[Selected text]:
Legacy of support, care

Julia Battishill

There are moments from Student Counseling Center (SCC) director Dr. Steve Maybell’s career that he will always remember. One is the evening of June 5, 2014, when a school shooting occurred on campus and one student was killed.

Maybell vividly remembers the moment that he realized how much responsibility fell on him to mobilize his resources and provide what he called “psychiatric first aid” to anyone who needed it.

The clearest memory from that day for Maybell was running into a colleague, a professor, in the SPFC office. He saw immediately how urgent she was to help.

“We hugged each other, it was a beautiful moment,” he remembered, “and then she said, ‘Anything we can do, Steve. Anything we can do.’”

The next morning, a meeting was called at 8:00 a.m., and he was shocked to see how full it was so early. Professors and staff packed the room, collaborating and offering their services in any way they could. “It was just so heartwarming. So heartwarming,” Maybell said.

These are the moments that he remembers most strongly when he looks back on his years at SPU as director of the counseling center. He says that the hardest moments for the community are also the moments that most impacted his life.

“Instances where, in the face of tragedy, … people pull together, the whole campus. Students supporting one another, the way the university rose to the occasion of determining what was really needed,” he said. “It was tragic, and it was absolutely inspiring at the same time.”

Now, looking back on his 14 years at SPU, Maybell knows that these moments have shaped his experience, as well as his faith.

He has been interested in his field since he was a child, with an affinity for supporting people no matter their background or circumstance.

“In school I was never a part of a single group, but I was connected to all of the groups in some way. I frequently reached out and connected with students who had been basically shunned,” Maybell said.

Maybell also saw his mother struggle with mental health issues when he was young, which led him to be interested in psychology. He wanted to obtain the knowledge he wished he had had when he was a child.

“I think that a big part of it was feeling, as a kid, that I couldn’t help her, even though I tried, and I think that part of it is compensating for that,” he said.

Maybell studied and worked until he had obtained a Ph.D. in counseling psychology, and an MSW in clinical social work. He is also a State of Washington Licensed Marriage and Family Therapist, Independent Clinical Social Worker, and AAMFT Approved Supervisor.

Considering his experience in directing counseling centers, and his extensive psychology background, he was the perfect fit for the SCC job when it opened up 14 years ago. He remains grateful for the opportunity today.

[Excerpted records]:
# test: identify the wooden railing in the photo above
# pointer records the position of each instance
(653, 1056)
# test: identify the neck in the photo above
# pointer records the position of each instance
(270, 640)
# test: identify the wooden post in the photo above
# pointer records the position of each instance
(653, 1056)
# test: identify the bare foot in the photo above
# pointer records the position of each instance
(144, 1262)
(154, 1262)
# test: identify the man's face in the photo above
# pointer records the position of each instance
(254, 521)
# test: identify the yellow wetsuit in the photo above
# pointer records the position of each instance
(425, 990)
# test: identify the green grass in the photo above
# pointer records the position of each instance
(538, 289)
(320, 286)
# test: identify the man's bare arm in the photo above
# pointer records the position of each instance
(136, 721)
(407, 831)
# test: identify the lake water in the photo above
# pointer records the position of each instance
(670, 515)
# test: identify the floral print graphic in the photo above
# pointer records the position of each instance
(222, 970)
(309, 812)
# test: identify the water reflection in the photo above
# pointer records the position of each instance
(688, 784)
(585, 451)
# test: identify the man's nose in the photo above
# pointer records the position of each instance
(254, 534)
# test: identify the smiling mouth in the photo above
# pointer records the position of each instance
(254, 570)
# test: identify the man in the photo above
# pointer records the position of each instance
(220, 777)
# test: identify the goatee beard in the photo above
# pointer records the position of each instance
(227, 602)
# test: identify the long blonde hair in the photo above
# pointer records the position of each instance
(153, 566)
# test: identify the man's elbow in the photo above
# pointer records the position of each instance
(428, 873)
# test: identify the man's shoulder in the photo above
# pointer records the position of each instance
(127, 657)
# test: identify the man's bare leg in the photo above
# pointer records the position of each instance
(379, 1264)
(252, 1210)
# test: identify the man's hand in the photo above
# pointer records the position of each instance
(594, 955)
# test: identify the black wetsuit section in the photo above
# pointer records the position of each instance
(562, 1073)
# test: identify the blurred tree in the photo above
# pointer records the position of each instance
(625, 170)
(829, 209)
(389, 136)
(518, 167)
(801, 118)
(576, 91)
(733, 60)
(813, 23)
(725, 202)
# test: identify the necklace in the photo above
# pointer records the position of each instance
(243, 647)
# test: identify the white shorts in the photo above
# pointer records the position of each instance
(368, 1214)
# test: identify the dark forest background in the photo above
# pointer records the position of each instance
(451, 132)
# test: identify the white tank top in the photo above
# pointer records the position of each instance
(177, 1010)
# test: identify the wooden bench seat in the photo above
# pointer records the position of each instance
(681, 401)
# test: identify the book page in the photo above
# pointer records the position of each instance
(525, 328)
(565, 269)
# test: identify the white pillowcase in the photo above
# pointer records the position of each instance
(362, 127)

[Requirement]: Extend the article about counseling center director Steve Maybell, picking up right after its final sentence. None of the data above is needed for what comes next.

[Exercise output]:
Dr. Maybell has received his P.H.D. in Marriage and Family Therapy from La Jolla University. Maileca Gontinas | The Falcon

“Boy, am I fortunate to have had the opportunity to work here. It’s my favorite job of all time,” Maybell said.

In his time here, he has guided the SCC through many seasons of growth and advancement in response to the need he saw on campus.

“SCC … being simultaneously (1) a Center that delivers important counseling related services to undergraduate students, and (2) a clinical training center for new professionals in graduate school (interns) or in their first year or two receipt of their master’s degree (externs),” wrote Maybell in an email.

These developments, and many more, have been built by Maybell and his team to accomplish the goal they have always held; to fill the need.

“Over these past 14 years, the demand for mental health services at the SPU and in colleges around the country has risen greatly,” explained Maybell. “It is our clinical training program that has allowed the SCC to provide services to the 600+ students that walk through our doors every academic year.”

Maybell has filled the needs in his colleagues lives as well. Nicole Lincoln, who has worked with Maybell since fall 2011, has said Maybell “has this way of being an authentic cheerleader for every single person on his staff. … He has made it a top priority to build and nurture a culture of genuine care, respect, openness, encouragement and support at the SCC.”

Another colleague, Assistant Director Sharon Barr-Jeffrey says she “will simply miss spending time with Steve day to day. … It has been an honor to get to know Steve and so much fun too. Things will be a lot more predictable and dull without Steve in the counseling center every day!”

After so much hard work in the lives of students and staff, Maybell plans to use his time to devote himself further to political causes that he is passionate about.

One such cause is inspired by his experiences on campus, and seeing the trauma caused by gun violence.

“I’d like to work against gun violence, and the easy accessible ownership of guns. I feel like one of the lessons we’ve learned, especially in the past 20 years or so, is that America needs to reduce easy access to guns and help community be safer,” Maybell said.

It is very important to Maybell that students understand that SCC is there to help them, and things like session limits or wait times should not scare them away. SCC will make time for you if needed, he said.

“What I want to make sure everyone knows is that we also have a system for anyone who feels in any moment that they are in emotional distress enough that they need help,” Maybell explained.

“All they have to do is walk in, we’ll see any student within an hour, and we’ll go from there.”